The answer must be an exact copy of the lines from the one holding "As part of the labeling sprint, tag all instances of silver" through the final line of the entries, and nothing else.
[DATA TO EXAMINE Boundary: Start]
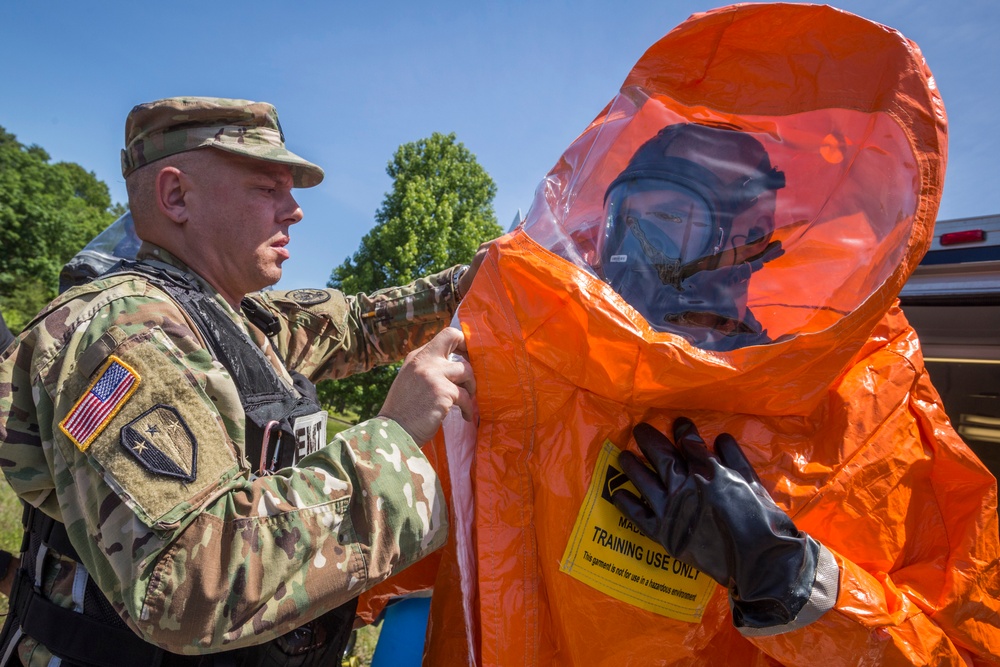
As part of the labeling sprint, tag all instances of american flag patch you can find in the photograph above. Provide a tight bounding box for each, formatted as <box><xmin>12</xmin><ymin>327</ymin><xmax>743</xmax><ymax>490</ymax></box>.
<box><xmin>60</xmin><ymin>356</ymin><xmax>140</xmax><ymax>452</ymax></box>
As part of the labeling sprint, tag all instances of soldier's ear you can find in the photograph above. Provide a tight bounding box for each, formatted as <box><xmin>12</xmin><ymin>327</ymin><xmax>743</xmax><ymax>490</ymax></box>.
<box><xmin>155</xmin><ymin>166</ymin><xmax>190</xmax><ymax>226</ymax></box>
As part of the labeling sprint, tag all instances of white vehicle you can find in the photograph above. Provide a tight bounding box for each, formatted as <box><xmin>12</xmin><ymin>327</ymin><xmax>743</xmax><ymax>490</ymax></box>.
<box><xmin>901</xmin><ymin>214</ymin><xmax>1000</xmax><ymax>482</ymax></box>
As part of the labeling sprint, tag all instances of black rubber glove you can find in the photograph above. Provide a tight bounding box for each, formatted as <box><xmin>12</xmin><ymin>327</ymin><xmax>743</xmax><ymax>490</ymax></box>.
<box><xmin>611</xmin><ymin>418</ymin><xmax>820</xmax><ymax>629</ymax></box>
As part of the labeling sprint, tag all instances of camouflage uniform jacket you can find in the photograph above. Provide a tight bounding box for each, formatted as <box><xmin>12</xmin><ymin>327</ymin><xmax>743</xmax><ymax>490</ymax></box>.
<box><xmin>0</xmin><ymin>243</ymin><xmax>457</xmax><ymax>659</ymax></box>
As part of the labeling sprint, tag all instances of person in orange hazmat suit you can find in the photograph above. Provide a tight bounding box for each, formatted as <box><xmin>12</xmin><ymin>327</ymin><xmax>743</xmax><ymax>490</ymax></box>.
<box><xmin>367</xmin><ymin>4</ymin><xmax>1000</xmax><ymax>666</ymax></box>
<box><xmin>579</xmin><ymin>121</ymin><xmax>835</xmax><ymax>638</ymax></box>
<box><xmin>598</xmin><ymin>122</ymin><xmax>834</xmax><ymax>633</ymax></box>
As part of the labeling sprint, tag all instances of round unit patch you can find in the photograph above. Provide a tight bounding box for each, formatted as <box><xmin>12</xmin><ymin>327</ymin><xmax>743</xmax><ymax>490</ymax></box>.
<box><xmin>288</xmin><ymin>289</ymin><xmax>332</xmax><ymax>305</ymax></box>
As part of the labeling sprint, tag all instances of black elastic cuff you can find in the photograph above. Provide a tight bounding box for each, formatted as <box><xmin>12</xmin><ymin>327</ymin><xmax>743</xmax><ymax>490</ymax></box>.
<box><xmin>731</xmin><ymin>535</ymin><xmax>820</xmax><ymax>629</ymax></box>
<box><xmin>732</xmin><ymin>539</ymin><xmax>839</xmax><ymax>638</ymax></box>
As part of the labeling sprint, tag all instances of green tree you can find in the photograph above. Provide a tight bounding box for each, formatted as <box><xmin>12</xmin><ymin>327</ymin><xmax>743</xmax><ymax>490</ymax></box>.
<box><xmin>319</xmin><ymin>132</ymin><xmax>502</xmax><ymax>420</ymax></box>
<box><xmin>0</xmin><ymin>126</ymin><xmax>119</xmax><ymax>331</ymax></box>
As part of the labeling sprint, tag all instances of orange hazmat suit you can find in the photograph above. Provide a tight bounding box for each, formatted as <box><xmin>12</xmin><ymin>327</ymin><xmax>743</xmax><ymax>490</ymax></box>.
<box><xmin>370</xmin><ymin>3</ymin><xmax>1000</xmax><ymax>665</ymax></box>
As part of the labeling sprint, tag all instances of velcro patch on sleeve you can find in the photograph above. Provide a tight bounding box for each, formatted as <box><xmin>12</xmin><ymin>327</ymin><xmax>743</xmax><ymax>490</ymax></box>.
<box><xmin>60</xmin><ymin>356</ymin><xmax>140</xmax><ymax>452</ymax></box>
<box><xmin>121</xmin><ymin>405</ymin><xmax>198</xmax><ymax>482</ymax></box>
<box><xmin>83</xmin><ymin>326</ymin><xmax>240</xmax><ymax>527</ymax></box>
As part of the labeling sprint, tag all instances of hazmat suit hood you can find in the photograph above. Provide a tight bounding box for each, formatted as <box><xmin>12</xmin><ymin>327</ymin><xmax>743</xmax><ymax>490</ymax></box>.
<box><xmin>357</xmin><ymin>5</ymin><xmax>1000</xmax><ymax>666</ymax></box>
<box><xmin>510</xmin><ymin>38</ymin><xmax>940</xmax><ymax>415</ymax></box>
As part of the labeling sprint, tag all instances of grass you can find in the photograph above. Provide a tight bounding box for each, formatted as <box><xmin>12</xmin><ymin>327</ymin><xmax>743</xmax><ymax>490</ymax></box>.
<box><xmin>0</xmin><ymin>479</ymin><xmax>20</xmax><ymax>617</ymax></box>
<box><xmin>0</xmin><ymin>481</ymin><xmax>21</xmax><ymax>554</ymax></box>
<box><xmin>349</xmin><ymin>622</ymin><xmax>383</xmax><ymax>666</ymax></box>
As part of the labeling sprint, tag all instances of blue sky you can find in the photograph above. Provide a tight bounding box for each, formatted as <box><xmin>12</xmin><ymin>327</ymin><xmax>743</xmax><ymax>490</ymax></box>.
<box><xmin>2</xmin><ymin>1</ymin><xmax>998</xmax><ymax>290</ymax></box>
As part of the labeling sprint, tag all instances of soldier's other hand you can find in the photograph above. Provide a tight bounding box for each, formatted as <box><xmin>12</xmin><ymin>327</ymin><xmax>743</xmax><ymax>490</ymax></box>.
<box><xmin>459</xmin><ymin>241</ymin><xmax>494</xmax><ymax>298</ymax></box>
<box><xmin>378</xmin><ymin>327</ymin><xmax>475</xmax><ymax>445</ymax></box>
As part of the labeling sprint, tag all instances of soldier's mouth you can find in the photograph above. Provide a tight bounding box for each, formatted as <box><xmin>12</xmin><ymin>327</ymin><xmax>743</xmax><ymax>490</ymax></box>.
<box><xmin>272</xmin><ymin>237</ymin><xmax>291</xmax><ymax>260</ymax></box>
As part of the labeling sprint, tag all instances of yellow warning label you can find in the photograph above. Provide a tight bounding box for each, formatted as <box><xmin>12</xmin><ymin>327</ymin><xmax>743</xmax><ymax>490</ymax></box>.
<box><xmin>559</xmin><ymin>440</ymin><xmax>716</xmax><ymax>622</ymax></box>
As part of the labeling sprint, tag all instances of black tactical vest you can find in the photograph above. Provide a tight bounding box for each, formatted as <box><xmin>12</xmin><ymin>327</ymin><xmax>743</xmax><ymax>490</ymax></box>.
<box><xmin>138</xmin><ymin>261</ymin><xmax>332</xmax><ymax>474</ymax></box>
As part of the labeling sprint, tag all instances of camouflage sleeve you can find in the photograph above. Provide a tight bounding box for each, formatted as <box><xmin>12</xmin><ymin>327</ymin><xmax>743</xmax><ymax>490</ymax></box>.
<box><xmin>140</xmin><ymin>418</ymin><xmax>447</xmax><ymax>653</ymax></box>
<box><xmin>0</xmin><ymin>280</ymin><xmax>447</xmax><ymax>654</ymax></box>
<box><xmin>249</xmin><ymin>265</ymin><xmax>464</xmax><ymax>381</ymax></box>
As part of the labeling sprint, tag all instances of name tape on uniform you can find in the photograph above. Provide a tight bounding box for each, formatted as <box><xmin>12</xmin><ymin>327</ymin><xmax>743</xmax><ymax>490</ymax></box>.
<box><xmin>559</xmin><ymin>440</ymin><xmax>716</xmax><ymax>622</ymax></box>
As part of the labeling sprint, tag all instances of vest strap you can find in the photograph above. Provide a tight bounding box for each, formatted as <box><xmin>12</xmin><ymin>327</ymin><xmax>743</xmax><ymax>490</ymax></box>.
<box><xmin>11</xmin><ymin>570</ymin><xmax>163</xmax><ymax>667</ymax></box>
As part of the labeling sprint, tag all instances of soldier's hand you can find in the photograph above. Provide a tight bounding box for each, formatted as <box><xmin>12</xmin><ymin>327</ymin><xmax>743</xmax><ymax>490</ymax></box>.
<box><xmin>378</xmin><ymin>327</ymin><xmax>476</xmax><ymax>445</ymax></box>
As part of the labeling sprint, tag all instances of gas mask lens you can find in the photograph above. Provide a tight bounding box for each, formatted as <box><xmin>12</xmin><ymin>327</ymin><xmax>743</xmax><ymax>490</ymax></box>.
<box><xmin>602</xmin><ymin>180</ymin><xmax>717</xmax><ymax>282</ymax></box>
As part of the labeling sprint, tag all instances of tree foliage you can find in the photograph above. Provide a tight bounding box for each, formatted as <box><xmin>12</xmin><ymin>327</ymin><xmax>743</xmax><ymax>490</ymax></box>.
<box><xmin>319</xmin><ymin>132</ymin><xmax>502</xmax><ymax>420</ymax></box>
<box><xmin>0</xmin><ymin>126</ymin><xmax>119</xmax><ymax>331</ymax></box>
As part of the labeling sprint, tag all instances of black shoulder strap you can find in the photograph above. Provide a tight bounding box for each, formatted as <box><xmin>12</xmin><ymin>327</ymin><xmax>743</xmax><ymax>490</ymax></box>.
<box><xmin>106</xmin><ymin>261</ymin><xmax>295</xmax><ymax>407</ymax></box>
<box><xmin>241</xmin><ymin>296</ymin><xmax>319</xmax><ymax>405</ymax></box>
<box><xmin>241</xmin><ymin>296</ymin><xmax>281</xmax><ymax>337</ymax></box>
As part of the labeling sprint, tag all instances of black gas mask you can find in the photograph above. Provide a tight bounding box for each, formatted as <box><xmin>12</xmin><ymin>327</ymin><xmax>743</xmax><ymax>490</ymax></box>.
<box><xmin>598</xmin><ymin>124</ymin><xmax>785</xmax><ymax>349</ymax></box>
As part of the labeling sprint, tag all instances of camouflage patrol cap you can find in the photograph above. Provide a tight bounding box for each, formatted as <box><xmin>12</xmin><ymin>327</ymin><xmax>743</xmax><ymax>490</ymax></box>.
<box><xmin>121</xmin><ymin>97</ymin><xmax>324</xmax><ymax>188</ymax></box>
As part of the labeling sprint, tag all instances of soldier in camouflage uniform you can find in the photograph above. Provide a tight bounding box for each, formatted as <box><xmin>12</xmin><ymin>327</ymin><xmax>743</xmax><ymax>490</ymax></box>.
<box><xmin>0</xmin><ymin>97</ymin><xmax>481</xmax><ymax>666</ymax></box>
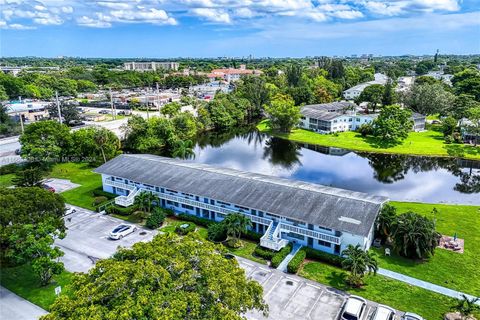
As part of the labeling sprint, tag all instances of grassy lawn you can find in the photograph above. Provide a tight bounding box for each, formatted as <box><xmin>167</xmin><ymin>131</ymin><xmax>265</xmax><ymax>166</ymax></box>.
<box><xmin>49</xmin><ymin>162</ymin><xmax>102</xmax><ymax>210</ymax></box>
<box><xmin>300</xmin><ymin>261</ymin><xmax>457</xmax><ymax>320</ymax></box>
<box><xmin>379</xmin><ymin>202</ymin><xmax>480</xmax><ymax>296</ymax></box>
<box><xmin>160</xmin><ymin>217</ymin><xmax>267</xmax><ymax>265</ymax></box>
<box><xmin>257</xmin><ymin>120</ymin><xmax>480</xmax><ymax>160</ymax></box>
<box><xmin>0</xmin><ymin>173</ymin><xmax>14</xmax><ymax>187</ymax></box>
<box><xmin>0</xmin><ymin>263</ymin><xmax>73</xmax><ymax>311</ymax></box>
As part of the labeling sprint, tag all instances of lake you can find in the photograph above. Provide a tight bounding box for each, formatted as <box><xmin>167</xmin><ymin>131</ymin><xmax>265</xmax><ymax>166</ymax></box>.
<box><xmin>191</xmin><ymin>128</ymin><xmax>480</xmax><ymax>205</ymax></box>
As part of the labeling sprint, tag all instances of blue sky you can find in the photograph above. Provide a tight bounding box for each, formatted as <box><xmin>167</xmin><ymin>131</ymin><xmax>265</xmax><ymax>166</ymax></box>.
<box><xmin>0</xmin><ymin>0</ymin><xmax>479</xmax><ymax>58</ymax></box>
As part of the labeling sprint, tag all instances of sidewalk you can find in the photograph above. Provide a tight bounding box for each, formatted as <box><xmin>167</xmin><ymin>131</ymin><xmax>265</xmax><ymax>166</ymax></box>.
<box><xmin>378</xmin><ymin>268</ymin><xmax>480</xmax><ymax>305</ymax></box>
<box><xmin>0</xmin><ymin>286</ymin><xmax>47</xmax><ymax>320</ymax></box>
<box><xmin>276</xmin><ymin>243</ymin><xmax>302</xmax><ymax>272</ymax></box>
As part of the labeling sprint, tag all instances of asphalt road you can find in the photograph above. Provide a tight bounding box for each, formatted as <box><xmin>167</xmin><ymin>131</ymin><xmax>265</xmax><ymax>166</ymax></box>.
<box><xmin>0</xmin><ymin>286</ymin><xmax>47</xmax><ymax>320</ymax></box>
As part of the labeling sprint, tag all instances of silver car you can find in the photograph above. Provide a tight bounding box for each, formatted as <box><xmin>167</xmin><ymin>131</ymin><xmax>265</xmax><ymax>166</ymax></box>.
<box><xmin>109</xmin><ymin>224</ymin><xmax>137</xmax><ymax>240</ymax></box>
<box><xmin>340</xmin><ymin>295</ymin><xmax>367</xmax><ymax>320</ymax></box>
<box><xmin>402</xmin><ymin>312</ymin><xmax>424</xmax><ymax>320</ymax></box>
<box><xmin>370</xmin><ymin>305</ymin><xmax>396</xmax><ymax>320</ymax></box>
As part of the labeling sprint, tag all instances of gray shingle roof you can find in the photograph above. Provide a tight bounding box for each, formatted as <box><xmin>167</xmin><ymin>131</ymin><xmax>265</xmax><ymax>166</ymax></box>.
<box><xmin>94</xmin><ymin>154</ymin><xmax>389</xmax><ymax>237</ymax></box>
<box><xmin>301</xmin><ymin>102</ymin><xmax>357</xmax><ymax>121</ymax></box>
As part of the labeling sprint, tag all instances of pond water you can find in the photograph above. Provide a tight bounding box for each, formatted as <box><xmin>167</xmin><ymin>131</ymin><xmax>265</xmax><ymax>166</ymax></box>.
[DATA TO EXAMINE Boundary: End]
REPLY -
As part of the labeling sprint, tag all instances of silver car you can find in the photograph above. Provide a tight bounding box for each, formatted as <box><xmin>167</xmin><ymin>131</ymin><xmax>265</xmax><ymax>166</ymax></box>.
<box><xmin>109</xmin><ymin>224</ymin><xmax>137</xmax><ymax>240</ymax></box>
<box><xmin>340</xmin><ymin>295</ymin><xmax>367</xmax><ymax>320</ymax></box>
<box><xmin>402</xmin><ymin>312</ymin><xmax>424</xmax><ymax>320</ymax></box>
<box><xmin>370</xmin><ymin>305</ymin><xmax>396</xmax><ymax>320</ymax></box>
As part of the labeling sprint, tag all instances of gray shingle roof you can find in the photograph above. Provide a tight bounding box for each, formatted as <box><xmin>167</xmin><ymin>131</ymin><xmax>265</xmax><ymax>166</ymax></box>.
<box><xmin>94</xmin><ymin>154</ymin><xmax>389</xmax><ymax>237</ymax></box>
<box><xmin>301</xmin><ymin>102</ymin><xmax>357</xmax><ymax>121</ymax></box>
As part of the labeling sprint, tag all instances of pond water you can find in the photograph above. Provide a tight bounding box for each, formatted as <box><xmin>167</xmin><ymin>131</ymin><xmax>265</xmax><ymax>166</ymax></box>.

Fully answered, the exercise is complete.